**REQUIRED WORK:**
Render every line of the rows below as a Markdown table with two columns, "No." and "Line", numbering the lines in order and omitting blank ones.

**RECORDS FOR THE EXERCISE:**
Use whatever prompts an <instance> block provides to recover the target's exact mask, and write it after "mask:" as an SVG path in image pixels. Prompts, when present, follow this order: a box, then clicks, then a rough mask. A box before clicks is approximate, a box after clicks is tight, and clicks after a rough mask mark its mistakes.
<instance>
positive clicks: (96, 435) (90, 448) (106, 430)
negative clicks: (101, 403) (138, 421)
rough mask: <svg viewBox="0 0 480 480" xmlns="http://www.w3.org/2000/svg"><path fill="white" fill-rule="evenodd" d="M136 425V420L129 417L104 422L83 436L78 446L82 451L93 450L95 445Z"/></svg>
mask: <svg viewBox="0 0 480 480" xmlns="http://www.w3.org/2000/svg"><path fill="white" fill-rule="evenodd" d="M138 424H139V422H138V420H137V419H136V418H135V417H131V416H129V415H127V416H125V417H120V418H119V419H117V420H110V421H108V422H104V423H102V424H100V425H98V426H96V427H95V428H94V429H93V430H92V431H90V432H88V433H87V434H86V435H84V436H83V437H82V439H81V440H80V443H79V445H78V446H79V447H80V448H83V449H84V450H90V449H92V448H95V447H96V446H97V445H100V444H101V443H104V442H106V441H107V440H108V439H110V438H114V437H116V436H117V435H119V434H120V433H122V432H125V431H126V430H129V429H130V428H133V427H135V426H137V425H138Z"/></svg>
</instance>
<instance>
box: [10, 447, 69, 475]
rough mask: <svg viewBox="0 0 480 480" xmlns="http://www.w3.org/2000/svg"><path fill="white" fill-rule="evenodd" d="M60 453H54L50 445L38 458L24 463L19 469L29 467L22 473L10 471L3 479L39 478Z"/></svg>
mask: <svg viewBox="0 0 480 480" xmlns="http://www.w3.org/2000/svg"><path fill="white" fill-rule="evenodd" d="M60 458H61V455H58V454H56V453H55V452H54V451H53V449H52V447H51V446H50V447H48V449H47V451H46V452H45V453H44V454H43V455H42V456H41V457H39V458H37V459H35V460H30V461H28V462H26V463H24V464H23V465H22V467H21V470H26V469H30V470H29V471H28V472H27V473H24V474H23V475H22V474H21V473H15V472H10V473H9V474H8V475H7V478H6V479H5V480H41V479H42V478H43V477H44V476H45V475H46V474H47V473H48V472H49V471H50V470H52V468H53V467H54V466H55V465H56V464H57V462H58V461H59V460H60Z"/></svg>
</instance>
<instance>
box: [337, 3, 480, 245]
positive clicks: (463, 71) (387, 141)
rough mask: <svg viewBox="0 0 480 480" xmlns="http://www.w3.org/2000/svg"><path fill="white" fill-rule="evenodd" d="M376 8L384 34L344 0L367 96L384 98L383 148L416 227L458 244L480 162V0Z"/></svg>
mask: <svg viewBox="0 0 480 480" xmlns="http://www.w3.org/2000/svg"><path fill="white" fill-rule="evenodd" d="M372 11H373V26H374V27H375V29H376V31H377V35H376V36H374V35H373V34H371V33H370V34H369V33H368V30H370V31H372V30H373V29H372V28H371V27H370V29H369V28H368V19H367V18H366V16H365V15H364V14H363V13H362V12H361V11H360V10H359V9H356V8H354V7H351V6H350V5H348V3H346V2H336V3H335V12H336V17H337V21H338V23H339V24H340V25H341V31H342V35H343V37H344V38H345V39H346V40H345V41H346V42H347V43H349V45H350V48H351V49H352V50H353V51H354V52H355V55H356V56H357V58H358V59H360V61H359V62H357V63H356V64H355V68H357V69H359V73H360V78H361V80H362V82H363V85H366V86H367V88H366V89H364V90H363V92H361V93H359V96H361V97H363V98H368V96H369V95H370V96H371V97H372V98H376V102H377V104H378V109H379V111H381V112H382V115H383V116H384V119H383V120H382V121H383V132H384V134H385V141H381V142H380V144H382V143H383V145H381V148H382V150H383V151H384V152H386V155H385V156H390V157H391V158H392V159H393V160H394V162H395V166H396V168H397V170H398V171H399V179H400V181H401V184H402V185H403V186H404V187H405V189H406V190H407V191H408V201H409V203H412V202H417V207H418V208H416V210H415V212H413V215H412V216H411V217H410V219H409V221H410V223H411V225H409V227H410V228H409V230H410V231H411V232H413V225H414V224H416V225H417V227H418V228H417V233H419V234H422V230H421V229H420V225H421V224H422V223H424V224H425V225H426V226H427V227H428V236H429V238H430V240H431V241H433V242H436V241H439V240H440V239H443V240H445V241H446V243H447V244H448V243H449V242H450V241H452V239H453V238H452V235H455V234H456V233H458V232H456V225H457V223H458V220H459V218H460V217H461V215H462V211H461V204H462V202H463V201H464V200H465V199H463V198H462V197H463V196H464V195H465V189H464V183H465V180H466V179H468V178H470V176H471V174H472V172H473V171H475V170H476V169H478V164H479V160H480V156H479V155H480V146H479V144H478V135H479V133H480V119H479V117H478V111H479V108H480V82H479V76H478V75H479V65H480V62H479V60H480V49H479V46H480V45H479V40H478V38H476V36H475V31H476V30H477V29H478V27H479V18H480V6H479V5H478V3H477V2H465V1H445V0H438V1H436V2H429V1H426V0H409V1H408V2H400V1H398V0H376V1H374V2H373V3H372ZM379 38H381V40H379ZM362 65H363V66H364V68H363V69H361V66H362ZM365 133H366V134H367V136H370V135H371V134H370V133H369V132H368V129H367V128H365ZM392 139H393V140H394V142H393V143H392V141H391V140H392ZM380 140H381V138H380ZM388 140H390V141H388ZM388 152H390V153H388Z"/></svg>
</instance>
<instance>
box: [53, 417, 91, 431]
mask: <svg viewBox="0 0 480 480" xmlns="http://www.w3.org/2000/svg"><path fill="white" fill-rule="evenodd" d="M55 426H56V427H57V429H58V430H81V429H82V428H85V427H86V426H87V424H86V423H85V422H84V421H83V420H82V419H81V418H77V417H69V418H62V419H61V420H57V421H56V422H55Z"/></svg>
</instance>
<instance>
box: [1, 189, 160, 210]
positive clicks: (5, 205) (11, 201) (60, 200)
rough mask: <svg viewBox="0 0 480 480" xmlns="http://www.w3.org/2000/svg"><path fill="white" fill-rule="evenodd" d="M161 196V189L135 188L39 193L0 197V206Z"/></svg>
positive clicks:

**TASK RESULT:**
| No. | Line |
|---|---|
| 1 | Use whatever prompts an <instance> block provides to recover the target's exact mask, and write it after "mask:" as an SVG path in image pixels. Prompts, when present, follow this order: a box, then clicks, then a rough mask. A box before clicks is approximate, a box after clicks is tight, and clicks after a rough mask mark its mistakes. |
| 2 | <instance> |
| 3 | positive clicks: (96, 435) (90, 448) (106, 430) |
| 4 | negative clicks: (101, 403) (138, 421) |
| 5 | rough mask: <svg viewBox="0 0 480 480" xmlns="http://www.w3.org/2000/svg"><path fill="white" fill-rule="evenodd" d="M136 425V420L129 417L104 422L83 436L78 446L82 451L93 450L95 445Z"/></svg> |
| 6 | mask: <svg viewBox="0 0 480 480" xmlns="http://www.w3.org/2000/svg"><path fill="white" fill-rule="evenodd" d="M138 424H139V422H138V420H137V419H136V418H135V417H131V416H129V415H127V416H125V417H120V418H119V419H117V420H110V421H108V422H104V423H102V424H100V425H98V426H96V427H95V428H94V429H93V430H92V431H90V432H88V433H87V434H86V435H84V436H83V437H82V439H81V440H80V443H79V445H78V446H79V447H80V448H83V449H84V450H90V449H92V448H95V447H96V446H97V445H100V444H101V443H104V442H106V441H107V440H108V439H110V438H114V437H116V436H117V435H119V434H120V433H122V432H125V431H126V430H129V429H130V428H133V427H135V426H137V425H138Z"/></svg> |
| 7 | </instance> |
| 8 | <instance> |
| 9 | box: [10, 447, 69, 475] |
| 10 | rough mask: <svg viewBox="0 0 480 480" xmlns="http://www.w3.org/2000/svg"><path fill="white" fill-rule="evenodd" d="M60 453H54L50 445L38 458L24 463L19 469L29 467L22 473L10 471L3 479L39 478Z"/></svg> |
| 11 | mask: <svg viewBox="0 0 480 480" xmlns="http://www.w3.org/2000/svg"><path fill="white" fill-rule="evenodd" d="M60 458H61V455H58V454H56V453H55V452H54V451H53V449H52V447H51V446H50V447H48V449H47V451H46V452H45V453H44V454H43V455H42V456H41V457H39V458H37V459H35V460H30V461H28V462H26V463H24V464H23V465H22V467H21V470H26V469H30V470H29V471H28V472H27V473H24V474H23V475H22V474H21V473H15V472H10V473H9V474H8V475H7V478H6V479H5V480H41V479H42V478H43V477H44V476H45V475H46V474H47V473H48V472H49V471H50V470H52V468H53V467H54V466H55V465H56V464H57V462H58V461H59V460H60Z"/></svg> |
| 12 | </instance> |
| 13 | <instance> |
| 14 | box: [337, 3, 480, 245] |
| 15 | positive clicks: (463, 71) (387, 141) |
| 16 | rough mask: <svg viewBox="0 0 480 480" xmlns="http://www.w3.org/2000/svg"><path fill="white" fill-rule="evenodd" d="M376 8L384 34L344 0L367 96L384 98L383 148L416 227L458 244L480 162V0Z"/></svg> |
| 17 | mask: <svg viewBox="0 0 480 480" xmlns="http://www.w3.org/2000/svg"><path fill="white" fill-rule="evenodd" d="M372 11H373V26H374V27H375V29H376V31H377V35H376V36H374V35H373V34H371V33H370V34H369V33H368V30H370V31H372V30H373V29H372V28H371V27H370V29H369V28H368V19H367V18H366V16H365V15H364V14H363V13H362V12H361V11H360V10H359V9H356V8H354V7H351V6H350V5H348V3H346V2H336V3H335V12H336V17H337V21H338V23H339V24H340V25H341V31H342V35H343V37H344V38H345V39H346V40H345V41H346V42H347V43H349V45H350V48H351V49H352V50H353V51H354V52H355V55H356V56H357V58H358V59H360V61H359V62H357V63H356V64H355V68H357V69H359V73H360V78H361V80H362V82H363V85H366V86H367V88H366V89H364V90H363V92H361V93H359V96H361V97H363V98H368V96H369V95H370V96H371V97H372V98H376V102H377V104H378V109H379V111H381V112H382V115H383V116H384V119H383V120H382V121H383V132H384V134H385V141H381V142H380V144H382V143H383V145H381V148H382V150H383V151H384V152H386V155H385V156H390V157H391V158H392V159H393V160H394V162H395V166H396V168H397V170H398V171H399V179H400V181H401V184H402V185H403V186H404V187H405V189H406V190H407V191H408V201H409V203H412V202H417V207H418V208H416V210H415V212H413V215H412V216H411V217H410V219H409V221H410V223H411V225H409V227H410V228H409V230H410V231H411V232H413V225H414V224H416V225H417V227H418V228H417V233H419V234H422V230H421V229H420V225H421V224H422V223H424V224H425V225H426V226H427V227H428V236H429V238H430V240H431V241H433V242H436V241H439V240H440V239H443V240H445V241H446V243H447V244H448V243H449V242H450V241H452V239H453V238H452V235H455V234H456V233H458V232H456V225H457V223H458V220H459V218H460V217H461V215H462V211H461V204H462V202H463V201H464V200H465V199H463V198H462V197H463V196H464V195H465V189H464V183H465V180H466V179H468V178H470V176H471V174H472V172H473V171H475V170H476V169H478V164H479V160H480V156H479V155H480V146H479V144H478V135H479V133H480V119H479V117H478V111H479V108H480V82H479V76H478V75H479V65H480V62H479V60H480V49H479V46H480V45H479V40H478V38H476V36H475V31H476V30H477V29H478V27H479V18H480V6H479V5H478V3H477V2H465V1H445V0H438V1H436V2H429V1H426V0H409V1H408V2H400V1H398V0H376V1H374V2H373V3H372ZM379 38H381V40H379ZM362 65H363V66H364V68H363V69H361V66H362ZM365 133H366V134H367V136H370V135H371V134H370V133H369V132H368V129H367V128H365ZM392 139H393V140H394V142H393V143H392V141H391V140H392ZM380 140H381V138H380ZM388 140H390V141H388ZM388 152H390V153H388Z"/></svg> |
| 18 | </instance> |
| 19 | <instance> |
| 20 | box: [53, 417, 91, 431] |
| 21 | mask: <svg viewBox="0 0 480 480" xmlns="http://www.w3.org/2000/svg"><path fill="white" fill-rule="evenodd" d="M55 426H56V427H57V429H58V430H81V429H82V428H85V427H86V426H87V424H86V423H85V422H84V421H83V420H82V419H81V418H77V417H69V418H62V419H61V420H57V421H56V422H55Z"/></svg> |
| 22 | </instance> |
| 23 | <instance> |
| 24 | box: [1, 189, 160, 210] |
| 25 | positive clicks: (5, 205) (11, 201) (60, 200) |
| 26 | rough mask: <svg viewBox="0 0 480 480" xmlns="http://www.w3.org/2000/svg"><path fill="white" fill-rule="evenodd" d="M161 196V189L135 188L39 193L0 197V206Z"/></svg> |
| 27 | positive clicks: |